» Trecho selecionado
Nas Jornadas de Junho a juventude votou com os pés

Valerio Arcary

                                                 “Os camponeses estão votando com os pés”.
 
Vladimir Ilitch Ulianov, aliás, Lenin, quando informado
que os camponeses estavam desertando
em massa do Exército Czarista
na Primeira Guerra Mundial.

Na Alemanha Oriental, (os) cidadãos decidiram (de forma) desorganizada, espontânea, embora decisivamente facilitada pela decisão da Hungria de abrir suas fronteiras – de votar com seus pés e seus carros con­tra o regime, migrando para a Alemanha Ocidental. Em dois meses, 130 mil alemães orientais tinham feito isso (...), antes da que­da do Muro de Berlim. (...) Foi uma demonstração didática da máxima de Lenin de que a votação com os pés dos cidadãos podia ser mais eficaz do que a votação em eleições.[1]

                                                                                                             Eric Hobsbawm

Um dos traços fundamentais da nova situação aberta neste “inverno do nosso descontentamento” brasileiro, para lembrar o fascinante romance de John Steinbeck sobre a situação nos Estados Unidos nos anos de depressão após a crise de 1929, é que a mobilização das massas está em relativo descompasso com a consciência. A ação é mais avançada que a consciência. Muito mais avançada, na verdade.

» Dados fornecidos
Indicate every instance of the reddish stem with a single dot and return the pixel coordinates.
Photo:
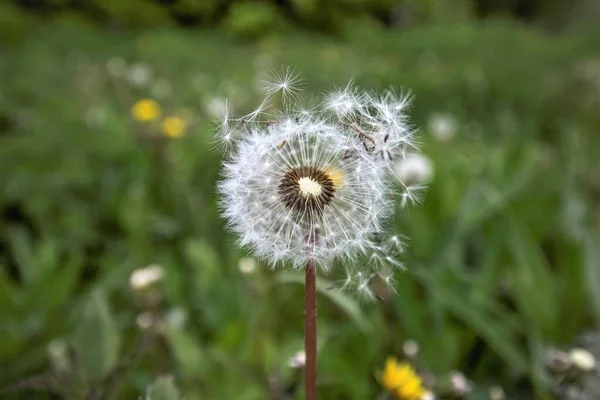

» Tarefas escritas
• 1. Reescreva de forma mais curta o parágrafo do trecho sobre as Jornadas de Junho que começa com "Na Alemanha Oriental", sem perder os fatos principais.
• 2. Siga escrevendo o trecho sobre as Jornadas de Junho a partir da última frase.
Não é preciso usar os dados.

» Resultados
• 1. Na Alemanha Oriental, os cidadãos decidiram votar contra o regime com os pés e com os carros, mudando-se para a Alemanha Ocidental. Fizeram isso de forma desorganizada e espontânea, mas com a grande ajuda da Hungria, que abriu suas fronteiras. Em dois meses, antes da queda do Muro de Berlim, 130 mil pessoas partiram. Foi uma prova clara da ideia de Lenin de que votar com os pés pode ser mais eficaz do que votar em eleições.

• 2.
As massas juvenis nas ruas sabem muito melhor o que não querem, do que aquilo que querem. Todas as experiências históricas confirmam que a primeira onda de uma revolta começa na forma do Não! Basta! Chega! Mas esse momento é só o começo. São as mobilizações populares que abrem a possibildade de mudar as sociedades. A evolução da consciência dependerá da luta política. Por isso as responsabilidades da esquerda aumentam.

Na semi-insurreição na Argentina em 2001 a forma da revolta popularizou o Que se vayan todos, (ou Fora Todos) para expressar a indignação, repúdio, e desprezo por todos os partidos eleitorais do regime que se alternavam no poder. O que ajuda a entender o descompasso entre o ódio às formas que assume a dominação, seja o regime político uma ditadura, como no norte da África e Médio Oriente a partir de 2011, ou democracias eleitorais, como na Grécia, Espanha ou Portugal em 2012, é que a raiva amadurece mais rápido que o apoio a uma alternativa política anticapitalista.

O Brasil acompanha, finalmente, uma tendência internacional dos últimos anos pós explosão da crise econômica de 2008. Entramos atrasados. A história explica este padrão: a rebelião popular não é nunca prematura. As massas que entram em luta não são impacientes. Ao contrário, são muito pacientes. Suportam por anos, às vezes, por décadas, condições de vida atrozes, com a raiva crescendo nos dentes,  na esperança de que a vida possa mudar pelo seu esforço individual. 

É somente quando todas as outras possibilidades se esgotaram, incluindo a ilusão nas promessas dos governantes, que grandes mobilizações, na escala de centenas de milhares, são possíveis. Entre a crise e a percepção da crise há sempre um intervalo de tempo necessário para que amplos setores de massas despertem para a terrível descoberta de que sem luta coletiva a vida não vai mudar. Esta descoberta para as massas é assim mesmo, é algo terrível. Porque sabem que vão ter de medir forças e, com razão, têm medo. Na luta milhões estão aprendendo a perder o medo, e não há nada mais extraordinário que isso.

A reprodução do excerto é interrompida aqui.